- Brief
Please reproduce the data in full, exactly as it stands.

Top of The records

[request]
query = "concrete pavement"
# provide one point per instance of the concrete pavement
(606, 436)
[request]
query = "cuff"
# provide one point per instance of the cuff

Bottom of The records

- Solution to the problem
[request]
query = "concrete pavement"
# provide one point per instance of the concrete pavement
(606, 436)
[request]
query = "cuff"
# provide one point per instance of the cuff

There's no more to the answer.